*WHAT TO WORK ON:*
Duplicate the lines from the one containing "Can you find the front wheel" through the one containing "x=67, y=191", inclusive.

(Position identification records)
====

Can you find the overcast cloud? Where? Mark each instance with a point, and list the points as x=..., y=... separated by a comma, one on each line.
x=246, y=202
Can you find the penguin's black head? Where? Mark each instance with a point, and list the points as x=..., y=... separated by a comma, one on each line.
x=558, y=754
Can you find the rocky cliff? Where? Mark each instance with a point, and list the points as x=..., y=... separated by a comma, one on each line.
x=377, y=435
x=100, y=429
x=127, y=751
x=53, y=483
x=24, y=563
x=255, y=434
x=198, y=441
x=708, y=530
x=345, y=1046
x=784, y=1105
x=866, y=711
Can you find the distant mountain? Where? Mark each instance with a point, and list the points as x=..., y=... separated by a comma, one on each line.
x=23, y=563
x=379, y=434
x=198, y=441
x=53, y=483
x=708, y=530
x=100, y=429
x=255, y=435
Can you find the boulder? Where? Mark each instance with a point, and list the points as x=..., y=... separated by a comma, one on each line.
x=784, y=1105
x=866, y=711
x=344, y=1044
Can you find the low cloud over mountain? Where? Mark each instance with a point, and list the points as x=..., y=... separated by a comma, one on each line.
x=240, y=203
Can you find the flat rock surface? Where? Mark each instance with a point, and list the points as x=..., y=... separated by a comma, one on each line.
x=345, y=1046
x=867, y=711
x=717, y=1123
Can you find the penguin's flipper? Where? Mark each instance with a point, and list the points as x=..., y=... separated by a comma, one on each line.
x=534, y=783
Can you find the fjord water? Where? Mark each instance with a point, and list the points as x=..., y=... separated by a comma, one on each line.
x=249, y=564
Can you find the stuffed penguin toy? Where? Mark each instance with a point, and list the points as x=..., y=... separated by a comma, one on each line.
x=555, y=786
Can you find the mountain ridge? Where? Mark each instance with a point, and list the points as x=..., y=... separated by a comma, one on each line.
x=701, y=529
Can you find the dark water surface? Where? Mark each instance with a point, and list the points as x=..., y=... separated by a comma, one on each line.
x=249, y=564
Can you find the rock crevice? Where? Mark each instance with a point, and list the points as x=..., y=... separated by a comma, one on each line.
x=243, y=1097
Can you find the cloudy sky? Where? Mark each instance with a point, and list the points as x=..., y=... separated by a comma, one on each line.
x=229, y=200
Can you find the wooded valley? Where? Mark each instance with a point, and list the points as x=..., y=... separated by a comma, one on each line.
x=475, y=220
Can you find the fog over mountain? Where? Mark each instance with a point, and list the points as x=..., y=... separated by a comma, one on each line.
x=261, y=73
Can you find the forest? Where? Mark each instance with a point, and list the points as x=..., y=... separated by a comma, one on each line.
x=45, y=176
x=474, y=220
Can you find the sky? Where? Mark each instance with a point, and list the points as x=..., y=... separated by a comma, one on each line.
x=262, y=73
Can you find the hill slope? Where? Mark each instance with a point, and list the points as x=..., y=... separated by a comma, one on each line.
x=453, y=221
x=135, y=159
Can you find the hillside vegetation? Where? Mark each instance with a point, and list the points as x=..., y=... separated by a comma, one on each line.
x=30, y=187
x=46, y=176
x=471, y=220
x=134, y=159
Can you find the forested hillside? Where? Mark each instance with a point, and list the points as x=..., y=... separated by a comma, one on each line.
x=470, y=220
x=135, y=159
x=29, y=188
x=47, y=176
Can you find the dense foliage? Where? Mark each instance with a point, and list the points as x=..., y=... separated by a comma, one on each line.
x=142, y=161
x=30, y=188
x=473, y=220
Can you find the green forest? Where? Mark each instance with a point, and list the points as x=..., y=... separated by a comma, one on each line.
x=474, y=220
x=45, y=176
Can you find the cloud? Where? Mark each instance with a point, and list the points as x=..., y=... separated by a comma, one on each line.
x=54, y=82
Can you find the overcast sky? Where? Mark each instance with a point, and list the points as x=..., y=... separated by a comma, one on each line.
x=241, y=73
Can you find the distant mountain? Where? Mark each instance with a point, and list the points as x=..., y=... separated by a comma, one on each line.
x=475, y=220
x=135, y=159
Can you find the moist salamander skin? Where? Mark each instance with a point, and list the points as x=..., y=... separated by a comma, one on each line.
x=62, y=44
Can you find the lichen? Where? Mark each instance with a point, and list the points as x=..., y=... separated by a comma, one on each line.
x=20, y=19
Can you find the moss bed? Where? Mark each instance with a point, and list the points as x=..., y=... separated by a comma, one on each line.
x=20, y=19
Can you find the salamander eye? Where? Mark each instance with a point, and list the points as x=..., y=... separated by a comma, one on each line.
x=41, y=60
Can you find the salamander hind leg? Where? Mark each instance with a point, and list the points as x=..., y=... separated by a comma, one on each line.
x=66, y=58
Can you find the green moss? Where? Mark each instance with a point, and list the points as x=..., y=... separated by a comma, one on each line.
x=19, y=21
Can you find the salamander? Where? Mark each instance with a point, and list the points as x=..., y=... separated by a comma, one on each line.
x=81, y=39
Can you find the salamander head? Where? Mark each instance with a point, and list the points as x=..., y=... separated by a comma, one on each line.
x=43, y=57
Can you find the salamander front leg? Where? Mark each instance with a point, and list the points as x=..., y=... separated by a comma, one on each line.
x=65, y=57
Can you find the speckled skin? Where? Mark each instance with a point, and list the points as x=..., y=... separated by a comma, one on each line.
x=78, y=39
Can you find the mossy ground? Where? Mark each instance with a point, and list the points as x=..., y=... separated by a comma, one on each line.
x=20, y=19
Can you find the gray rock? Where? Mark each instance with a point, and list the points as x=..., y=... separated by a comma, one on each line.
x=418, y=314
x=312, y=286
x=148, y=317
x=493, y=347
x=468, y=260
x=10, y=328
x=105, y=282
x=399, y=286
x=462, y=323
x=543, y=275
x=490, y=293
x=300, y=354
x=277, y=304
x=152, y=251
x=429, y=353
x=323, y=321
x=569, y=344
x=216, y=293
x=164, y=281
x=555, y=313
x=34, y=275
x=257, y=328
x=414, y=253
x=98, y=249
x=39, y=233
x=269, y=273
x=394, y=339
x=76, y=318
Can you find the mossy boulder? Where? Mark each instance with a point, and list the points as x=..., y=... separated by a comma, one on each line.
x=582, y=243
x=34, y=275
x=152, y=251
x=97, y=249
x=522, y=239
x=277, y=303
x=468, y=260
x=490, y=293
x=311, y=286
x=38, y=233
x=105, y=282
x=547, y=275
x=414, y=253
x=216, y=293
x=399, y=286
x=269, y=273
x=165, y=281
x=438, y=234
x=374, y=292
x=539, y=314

====

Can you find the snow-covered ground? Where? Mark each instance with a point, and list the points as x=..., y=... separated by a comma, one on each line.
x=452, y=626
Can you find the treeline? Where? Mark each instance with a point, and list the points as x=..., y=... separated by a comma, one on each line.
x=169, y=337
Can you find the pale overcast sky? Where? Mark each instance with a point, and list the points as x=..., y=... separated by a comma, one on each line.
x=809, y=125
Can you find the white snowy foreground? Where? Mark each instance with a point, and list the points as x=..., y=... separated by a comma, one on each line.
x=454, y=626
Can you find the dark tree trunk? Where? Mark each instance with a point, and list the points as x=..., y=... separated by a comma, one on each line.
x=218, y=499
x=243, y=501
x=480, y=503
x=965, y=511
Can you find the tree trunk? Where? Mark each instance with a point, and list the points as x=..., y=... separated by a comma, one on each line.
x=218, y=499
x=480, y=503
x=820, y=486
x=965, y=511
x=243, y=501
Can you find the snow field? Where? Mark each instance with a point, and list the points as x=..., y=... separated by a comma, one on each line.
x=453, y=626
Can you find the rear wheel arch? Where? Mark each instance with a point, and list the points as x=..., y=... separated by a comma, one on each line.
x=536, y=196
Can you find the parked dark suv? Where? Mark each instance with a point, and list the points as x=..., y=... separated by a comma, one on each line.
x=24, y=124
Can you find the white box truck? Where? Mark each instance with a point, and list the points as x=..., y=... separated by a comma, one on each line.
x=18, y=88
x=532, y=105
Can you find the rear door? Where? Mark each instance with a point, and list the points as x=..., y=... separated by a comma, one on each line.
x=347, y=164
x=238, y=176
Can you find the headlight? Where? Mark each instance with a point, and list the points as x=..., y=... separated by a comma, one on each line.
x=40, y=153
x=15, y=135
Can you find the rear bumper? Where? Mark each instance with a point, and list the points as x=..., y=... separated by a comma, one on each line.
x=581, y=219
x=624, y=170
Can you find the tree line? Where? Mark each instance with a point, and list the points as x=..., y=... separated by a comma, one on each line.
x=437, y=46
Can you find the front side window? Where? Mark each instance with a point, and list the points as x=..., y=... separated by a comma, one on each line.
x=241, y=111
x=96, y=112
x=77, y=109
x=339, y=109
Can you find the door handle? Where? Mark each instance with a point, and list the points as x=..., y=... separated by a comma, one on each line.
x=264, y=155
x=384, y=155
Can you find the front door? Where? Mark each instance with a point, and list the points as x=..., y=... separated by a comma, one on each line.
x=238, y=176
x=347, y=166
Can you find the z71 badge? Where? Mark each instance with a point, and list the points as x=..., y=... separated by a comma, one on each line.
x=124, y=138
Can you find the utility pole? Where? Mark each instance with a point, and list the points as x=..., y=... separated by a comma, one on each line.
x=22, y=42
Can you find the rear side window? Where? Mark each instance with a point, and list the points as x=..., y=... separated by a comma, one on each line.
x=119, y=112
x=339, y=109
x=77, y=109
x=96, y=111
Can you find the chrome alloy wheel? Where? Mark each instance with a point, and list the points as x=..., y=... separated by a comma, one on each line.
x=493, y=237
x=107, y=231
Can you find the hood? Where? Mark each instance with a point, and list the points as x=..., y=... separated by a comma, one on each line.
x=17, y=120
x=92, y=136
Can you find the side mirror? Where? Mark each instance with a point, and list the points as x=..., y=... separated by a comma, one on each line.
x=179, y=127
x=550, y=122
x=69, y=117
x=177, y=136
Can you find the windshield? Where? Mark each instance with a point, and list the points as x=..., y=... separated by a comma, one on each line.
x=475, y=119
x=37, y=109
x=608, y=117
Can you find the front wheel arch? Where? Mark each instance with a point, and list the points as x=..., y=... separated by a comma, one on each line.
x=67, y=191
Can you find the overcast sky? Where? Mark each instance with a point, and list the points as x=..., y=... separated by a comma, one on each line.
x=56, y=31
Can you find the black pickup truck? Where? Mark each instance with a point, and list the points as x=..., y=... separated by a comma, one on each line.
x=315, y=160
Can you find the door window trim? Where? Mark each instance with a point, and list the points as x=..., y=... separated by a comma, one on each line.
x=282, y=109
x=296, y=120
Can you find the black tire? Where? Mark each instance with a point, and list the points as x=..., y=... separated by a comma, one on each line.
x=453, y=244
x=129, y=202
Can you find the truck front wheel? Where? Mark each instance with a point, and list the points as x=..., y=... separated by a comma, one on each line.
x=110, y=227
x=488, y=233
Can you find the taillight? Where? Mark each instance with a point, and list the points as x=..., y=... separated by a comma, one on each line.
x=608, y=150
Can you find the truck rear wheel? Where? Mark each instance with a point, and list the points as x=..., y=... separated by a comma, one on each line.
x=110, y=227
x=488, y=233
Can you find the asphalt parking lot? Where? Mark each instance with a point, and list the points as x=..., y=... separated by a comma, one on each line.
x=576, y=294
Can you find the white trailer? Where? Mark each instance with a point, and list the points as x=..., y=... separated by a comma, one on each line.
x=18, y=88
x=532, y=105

====

*THE SOLUTION:*
Can you find the front wheel arch? Where? Mark each instance with a point, and list the points as x=..., y=... separated by a comma, one on each line.
x=67, y=191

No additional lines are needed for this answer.